§ Work instruction 1: In the passage on cardio and weight loss, what two sources of stored energy does the body choose between for fuel?
§ Work instruction 2: Extend the passage on cardio and weight loss by continuing it from its final sentence.

§ Document segment:

Cardio is great for losing weight, but it doesn’t really discriminate between muscle and fat. Your body doesn’t care about your goals. I am sorry to break this to you. It simply wants you to survive.
As a species we have survived by adaptation. When you perform long, steady state cardio, like jogging, your body adapts by reducing the stress placed on the body the next time this stress is encountered. It does this by improving your cardio capacity and lighting the load, if possible. To lose weight, you must create a caloric deficit.
When you combine covering long distances with a restricted diet that creates a caloric deficit,your body is forced to use stored energy for fuel. The two sources it has to choose from are stored body fatand our lean muscle mass.
You don’t get a vote in which is used. Essentially you have told your body that food is scares and that you need to cover long distances each day. Based on the circumstances you have placed your body in, it is going to choose to use a combination of both stored body fat and muscle to meet its daily energy needs to survive.

Photo-based referring expression data:
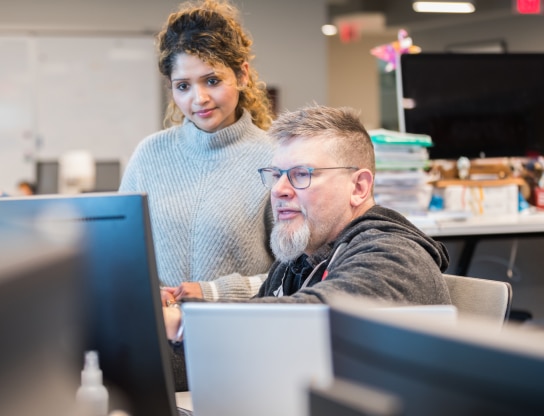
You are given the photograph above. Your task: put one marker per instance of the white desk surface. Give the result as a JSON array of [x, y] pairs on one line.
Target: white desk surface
[[451, 225], [183, 400]]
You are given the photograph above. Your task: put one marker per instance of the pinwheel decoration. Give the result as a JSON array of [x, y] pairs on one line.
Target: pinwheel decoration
[[390, 52]]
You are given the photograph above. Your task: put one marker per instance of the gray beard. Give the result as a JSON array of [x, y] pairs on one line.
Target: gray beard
[[288, 245]]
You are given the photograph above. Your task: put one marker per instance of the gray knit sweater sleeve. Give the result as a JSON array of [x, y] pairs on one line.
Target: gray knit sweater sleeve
[[210, 213]]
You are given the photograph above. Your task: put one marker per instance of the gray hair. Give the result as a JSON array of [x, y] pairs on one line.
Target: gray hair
[[349, 141]]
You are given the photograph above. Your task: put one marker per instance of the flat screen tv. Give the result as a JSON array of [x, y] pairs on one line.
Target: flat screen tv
[[474, 105]]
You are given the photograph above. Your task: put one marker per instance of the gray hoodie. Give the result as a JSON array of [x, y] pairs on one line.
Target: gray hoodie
[[379, 254]]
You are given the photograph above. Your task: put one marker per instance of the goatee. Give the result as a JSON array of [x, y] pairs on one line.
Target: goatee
[[287, 245]]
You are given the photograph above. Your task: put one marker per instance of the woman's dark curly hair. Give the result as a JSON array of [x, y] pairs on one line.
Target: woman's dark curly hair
[[210, 30]]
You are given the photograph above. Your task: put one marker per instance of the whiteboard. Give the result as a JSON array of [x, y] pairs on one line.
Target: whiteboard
[[98, 93]]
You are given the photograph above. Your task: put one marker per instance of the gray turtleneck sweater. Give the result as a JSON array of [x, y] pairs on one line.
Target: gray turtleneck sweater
[[210, 213]]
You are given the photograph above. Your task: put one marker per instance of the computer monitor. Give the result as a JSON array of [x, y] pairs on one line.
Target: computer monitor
[[434, 369], [346, 398], [474, 105], [122, 297], [40, 321]]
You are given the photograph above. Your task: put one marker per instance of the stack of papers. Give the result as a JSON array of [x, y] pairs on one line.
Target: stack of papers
[[401, 182]]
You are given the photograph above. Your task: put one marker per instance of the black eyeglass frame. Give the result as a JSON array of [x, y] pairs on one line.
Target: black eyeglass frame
[[310, 170]]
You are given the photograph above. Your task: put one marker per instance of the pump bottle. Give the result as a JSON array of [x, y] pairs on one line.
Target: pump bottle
[[92, 395]]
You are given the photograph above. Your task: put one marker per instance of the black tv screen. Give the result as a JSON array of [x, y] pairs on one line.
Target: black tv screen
[[474, 105]]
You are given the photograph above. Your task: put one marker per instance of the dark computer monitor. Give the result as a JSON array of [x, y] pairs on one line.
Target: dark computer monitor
[[436, 370], [122, 300], [40, 322], [474, 105], [346, 398]]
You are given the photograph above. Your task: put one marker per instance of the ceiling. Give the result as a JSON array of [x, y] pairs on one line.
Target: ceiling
[[397, 13]]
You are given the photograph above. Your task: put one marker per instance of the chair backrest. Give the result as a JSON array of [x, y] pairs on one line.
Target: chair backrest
[[488, 299]]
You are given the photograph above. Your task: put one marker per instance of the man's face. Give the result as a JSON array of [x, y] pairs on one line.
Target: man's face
[[308, 218]]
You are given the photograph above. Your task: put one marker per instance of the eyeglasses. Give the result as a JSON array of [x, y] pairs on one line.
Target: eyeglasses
[[300, 177]]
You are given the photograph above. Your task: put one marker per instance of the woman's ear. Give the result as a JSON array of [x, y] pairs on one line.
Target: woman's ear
[[362, 191], [243, 79]]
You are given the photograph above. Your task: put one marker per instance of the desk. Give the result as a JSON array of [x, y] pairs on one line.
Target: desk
[[473, 229]]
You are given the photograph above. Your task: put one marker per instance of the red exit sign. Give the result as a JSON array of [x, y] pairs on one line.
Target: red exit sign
[[528, 6]]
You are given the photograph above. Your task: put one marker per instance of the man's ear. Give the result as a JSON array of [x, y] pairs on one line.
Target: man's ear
[[362, 191]]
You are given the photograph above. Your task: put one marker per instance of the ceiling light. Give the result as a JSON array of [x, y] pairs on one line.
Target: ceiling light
[[443, 6], [329, 30]]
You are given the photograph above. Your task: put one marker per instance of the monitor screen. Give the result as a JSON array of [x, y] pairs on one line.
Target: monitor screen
[[474, 105], [40, 324], [437, 369], [123, 314]]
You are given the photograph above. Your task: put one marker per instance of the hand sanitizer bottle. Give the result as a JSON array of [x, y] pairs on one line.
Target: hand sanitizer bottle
[[92, 396]]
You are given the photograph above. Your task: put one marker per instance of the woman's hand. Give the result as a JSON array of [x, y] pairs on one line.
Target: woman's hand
[[188, 290]]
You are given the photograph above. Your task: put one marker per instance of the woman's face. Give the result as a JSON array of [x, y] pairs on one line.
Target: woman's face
[[206, 95]]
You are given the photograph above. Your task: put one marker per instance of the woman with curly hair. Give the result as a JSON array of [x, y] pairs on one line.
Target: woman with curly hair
[[210, 215]]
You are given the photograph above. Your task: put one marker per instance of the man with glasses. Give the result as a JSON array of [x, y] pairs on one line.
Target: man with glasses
[[329, 235]]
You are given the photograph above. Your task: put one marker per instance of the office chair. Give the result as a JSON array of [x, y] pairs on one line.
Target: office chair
[[488, 299]]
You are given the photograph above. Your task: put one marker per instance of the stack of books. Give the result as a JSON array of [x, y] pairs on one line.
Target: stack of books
[[401, 181]]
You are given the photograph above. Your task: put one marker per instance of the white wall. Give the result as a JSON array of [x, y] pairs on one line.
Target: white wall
[[289, 47]]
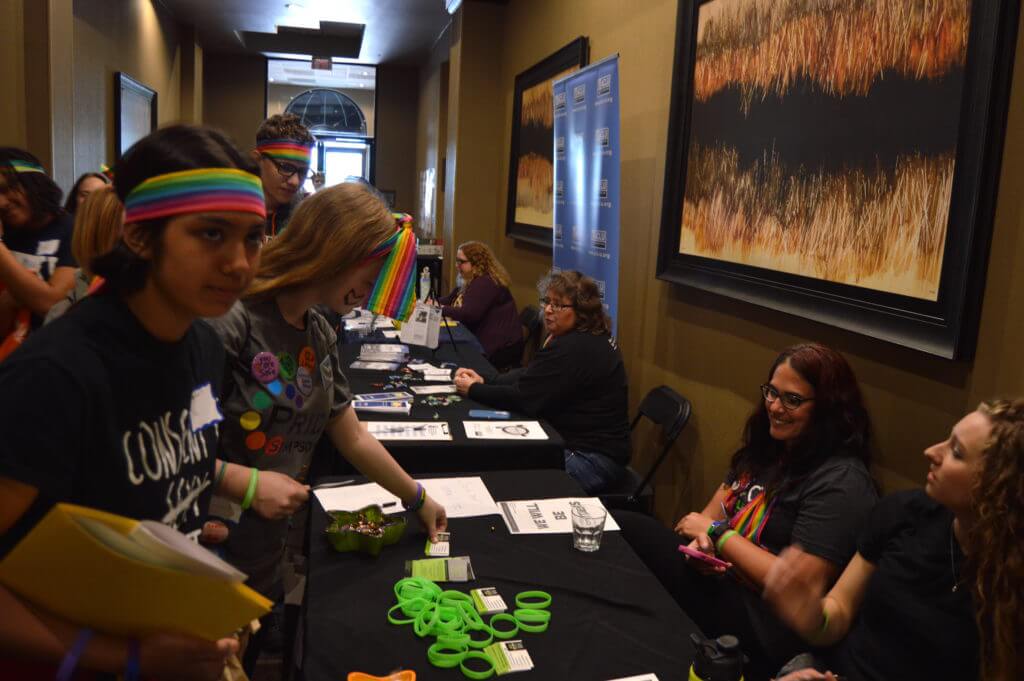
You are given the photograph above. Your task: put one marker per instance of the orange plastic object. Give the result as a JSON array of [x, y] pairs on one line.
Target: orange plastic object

§ Your response 1: Stored body fat and lean muscle mass.

§ Your response 2:
From a survival perspective, burning muscle is actually a better option. Let me explain why. Every pound of muscleyou retain will cause your body to burn approximately 50 calories a day, while stored body fat, doesn’t place any such demand. Since covering long distances doesn’t tax your strength capacity in a meaningful way, if it did, you wouldn’t be able to sustain it for more than a minute or two; you aren’t forcing your body to maintain muscle mass.
Without strength training to mandate your need to maintain your calorie burning muscle mass, you will become a smaller, weaker version of your former self. A useful analogy is two ships crossing an ocean. Each ship has the same weight capacity limit. The loads at your discretion are the crew and provisions. The first ship is asailboat that allows you to have a small crew. The second ship is a trireme with three banks of oars to help propel the ship. It requires a much larger crew, forcing you to sacrifice provisions. In this analogy, the ship is your body, the crew your muscles, and the provisions your body fat.The wind driven sailboat is your low intensity cardio training, and the trireme is your high intensity strength training. From a survival perspective, the sailboat would be the better of the two options since you will be able to carry more provisions for the journey and you’ll have fewer crewmen eating those provisions. Your body would rather maintain body fat and sacrifice muscle much the same way to survive a famine, which is how your body perceives a calorie restriction.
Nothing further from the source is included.